**Ausgangstext:**
══════════

Wirtschaftsinstitute legen ihr Herbstgutachten vor

Berlin (dpa). Die deutsche Wirtschaft wird nach Ansicht der sechs führenden Forschungsinstitute 2006 mit 2,3 Prozent so kräftig wachsen wie seit sechs Jahren nicht mehr.
Nach guten Zahlen für 2006 rechnen die Experten für 2007 mit schwächerer Konjunktur.

Der Aufschwung werde neben dem stark steigenden Export zunehmend von der Inlandsnachfrage getragen, teilten die Institute gestern in ihrem Herbstgutachten in Berlin mit. Die Experten hoben ihre Prognose vom April damit um 0,5 Prozentpunkte an. Im nächsten Jahr werde das Bruttoinlandsprodukt (BIP) aber nur um 1,4 Prozent wachsen. Wichtigster Grund für diesen Dämpfer sei die restriktive Finanzpolitik der Regierung mit der größten Mehrwertsteuererhöhung in der bundesdeutschen Geschichte.
Bei der Bewertung der Wachstumsaussichten zeigten sich die Wirtschaftsforscher allerdings uneins. Einige Institute erwarten, dass die Konjunktur 2007 merklich an Tempo verlieren wird, vor allem weil der private Konsum noch nicht gefestigt sei. Andere Experten sehen nur eine kurzfristige Eintrübung und erklären, es gebe Anzeichen, dass der Aufschwung deutlich an Stärke gewonnen habe.
Die Institute warfen der großen Koalition Reformschwäche vor. Die Regierung könne sich offenbar nicht dazu durchringen, die Eingriffe des Staates zu reduzieren, »und mehr Eigenverantwortung zuzulassen«. Dies zeige sich zum Beispiel auch bei der Gesundheitsreform. Statt den Bürgern mehr Verantwortung zu geben, sollten die Ausgaben der privaten Krankenkassen bürokratisch gelenkt werden. Auch die Reform der Unternehmensbesteuerung werde wohl nur geringe Wachstumsimpulse auslösen. Für mehr Wachstum müsse der Staat viel mehr sparen. Es gebe noch »beträchtliche Einsparpotenziale«, schreiben die Institute.

══════════

**Übungsaufgaben:**
1. Um wie viel Prozent wird das Bruttoinlandsprodukt laut dem Text über das Herbstgutachten im Jahr 2007 wachsen?
2. Führen Sie den Text über das Herbstgutachten der Wirtschaftsinstitute im Anschluss an seinen letzten Satz fort.

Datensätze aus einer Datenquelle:
══════════

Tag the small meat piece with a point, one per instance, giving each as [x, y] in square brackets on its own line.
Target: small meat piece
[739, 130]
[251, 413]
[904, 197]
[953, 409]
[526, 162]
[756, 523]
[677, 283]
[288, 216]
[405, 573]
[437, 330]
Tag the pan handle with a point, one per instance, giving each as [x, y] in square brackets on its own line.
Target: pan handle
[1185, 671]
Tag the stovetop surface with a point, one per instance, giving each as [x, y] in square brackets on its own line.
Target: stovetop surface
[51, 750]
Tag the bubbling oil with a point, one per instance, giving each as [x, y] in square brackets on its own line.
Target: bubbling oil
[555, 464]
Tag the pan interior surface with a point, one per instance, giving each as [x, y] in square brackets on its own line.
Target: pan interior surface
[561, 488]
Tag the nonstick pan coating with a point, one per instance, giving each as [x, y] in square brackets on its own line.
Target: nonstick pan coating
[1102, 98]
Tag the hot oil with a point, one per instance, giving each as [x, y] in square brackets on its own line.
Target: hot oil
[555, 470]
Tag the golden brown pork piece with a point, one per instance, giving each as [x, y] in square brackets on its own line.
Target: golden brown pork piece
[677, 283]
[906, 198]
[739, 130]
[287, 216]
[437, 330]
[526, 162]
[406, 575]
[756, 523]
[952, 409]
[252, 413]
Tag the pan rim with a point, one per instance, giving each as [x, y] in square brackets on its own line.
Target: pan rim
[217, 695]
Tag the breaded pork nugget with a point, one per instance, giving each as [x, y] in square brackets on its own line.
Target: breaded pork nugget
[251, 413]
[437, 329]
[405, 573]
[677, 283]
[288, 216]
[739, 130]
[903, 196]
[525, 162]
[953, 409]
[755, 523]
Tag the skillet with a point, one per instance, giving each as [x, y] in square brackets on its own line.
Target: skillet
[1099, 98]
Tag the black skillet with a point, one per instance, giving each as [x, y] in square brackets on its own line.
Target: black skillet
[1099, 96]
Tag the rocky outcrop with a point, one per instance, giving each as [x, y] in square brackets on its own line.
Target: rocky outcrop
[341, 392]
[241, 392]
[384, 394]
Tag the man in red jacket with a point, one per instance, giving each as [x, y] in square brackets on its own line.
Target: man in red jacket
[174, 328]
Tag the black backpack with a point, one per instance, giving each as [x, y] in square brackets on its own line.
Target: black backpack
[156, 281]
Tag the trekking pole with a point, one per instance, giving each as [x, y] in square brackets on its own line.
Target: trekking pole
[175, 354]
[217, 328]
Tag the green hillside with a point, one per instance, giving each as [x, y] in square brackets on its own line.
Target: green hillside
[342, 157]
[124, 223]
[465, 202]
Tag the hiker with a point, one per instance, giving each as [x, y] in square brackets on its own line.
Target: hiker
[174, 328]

══════════

**Lösungen:**
1. Um 1,4 Prozent.

2.
Schlechte Noten erhält die Koalition auch für ihre Arbeitsmarktpläne. Zu befürchten seien »völlig unsystematische Maßnahmen«, insbesondere im Niedriglohnsektor und bei der möglichen Einführung eines Mindestlohns. Beides halten die Institute für schädlich.
Die Arbeitslosenquote werde 2006 im Vergleich zum Vorjahr von 11,2 auf 10,4 Prozent sinken, schreiben die Experten. Da die Unternehmen mehr Stellen schaffen, werde die Quote 2007 vorraussichtlich sogar auf 9,9 Prozent zurückgehen. Bei der Verschuldung wird Deutschland laut dem Gutachten in diesem Jahr ein Defizit von 2,4 Prozent des Bruttoinlandsprodukts (BIP) nach Brüssel melden. Damit wird die EU-Defizitgrenze von 3 Prozent eingehalten. 2007 sinke das Defizit auf 1,4 Prozent.